■ **SOURCE PASSAGE**
---*---

O5: Re D6, makes sense to combine the two, but at the moment the MerkleTree (a dependency) allocates its own (new) space every time it is build, so it doesn't seem we can tell it to use our allocated mmap'ed space at the moment.
Q6: Re D7, why do we want to make a copy at the disk level instead of just copying memory (maybe related to Q2)?

porcuquine · 2019-02-25T16:56:47Z

@schomatis

Q1: I think so. The devil is in the details, but it would be something like that.
Q2: To be clear, the main reason for introducing paths is forward-looking, for use in future work regarding longer-term merkle-tree caching. I mention it here mainly so work done now will be consistent with that eventual extension. That having been said, the final tree (corresponding to the overall comm_r) would be worth leaving on disk for the caller to manage as he sees fit.
Q3: No problem at all.
Q4: Yes.

---*---

■ **ITEMS**
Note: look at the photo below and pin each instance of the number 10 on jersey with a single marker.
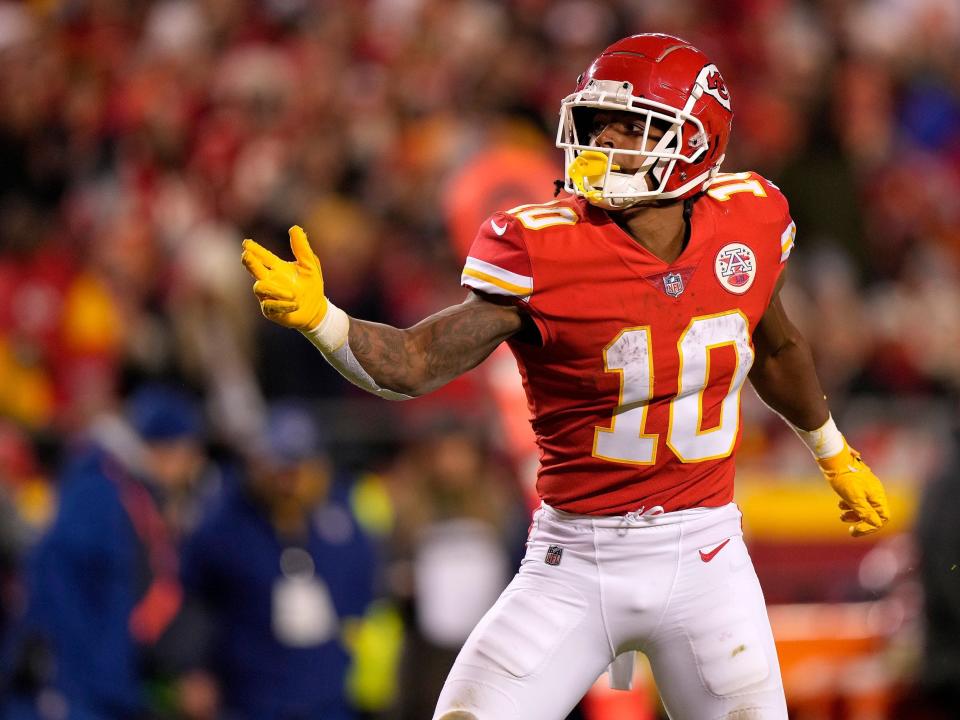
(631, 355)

---*---

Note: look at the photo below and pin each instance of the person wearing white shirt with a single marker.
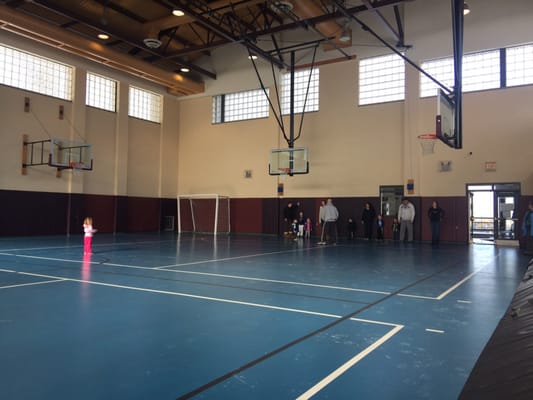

---*---

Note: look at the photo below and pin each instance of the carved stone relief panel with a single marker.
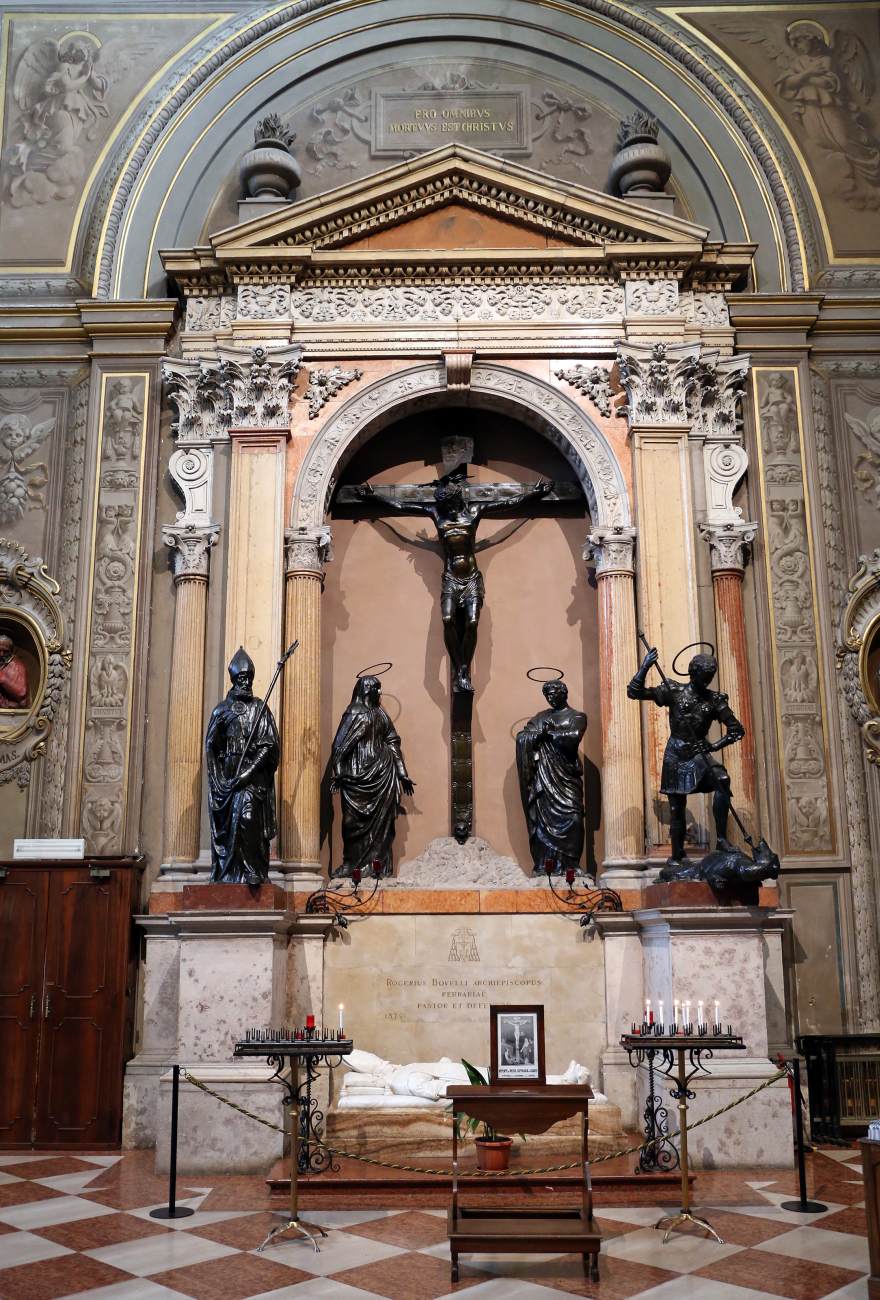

---*---

■ **WORK REQUIRED**
Resume the forum thread on Merkle tree memory and disk caching, picking up right after its last line.

■ **REPLY TO THE TASK**
Q5: We can take this in stages, but we will probably develop the merkle tree implementation (currently forked) independently so we can extend it to suit our needs. So if getting this right in the end requires also extending that library, this is an option. The best way to map this is probably to first make the changes possible here. Then, if necessary, we can extend the library in preparation for a second round of changes here (which consume the external enhancements).
Q6: I suggested that only on the assumption that in the case that the data already exists on disk, copying at the file system level will maximize efficiency and minimize our process memory consumption. If those assumptions turn out not to hold there is no other reason.

schomatis · 2019-02-26T00:40:33Z

@porcuquine A few follow-ups:

Q7: Trying to expand on Q2, makes sense to have that in mind, but my concrete question at the moment is: if I introduce something like fn open_empty(path: &PathBuf, len: u64) (from the above example), where do I get the path from? At a minimum I need a directory where to store these kind of files (the names of the files themselves can be derived from the layer and other parameters). Is there a designated place like /tmp/filecoin-proof-cache? And if so, where would we define that path? (Basically, I just need something concrete to put in the code.)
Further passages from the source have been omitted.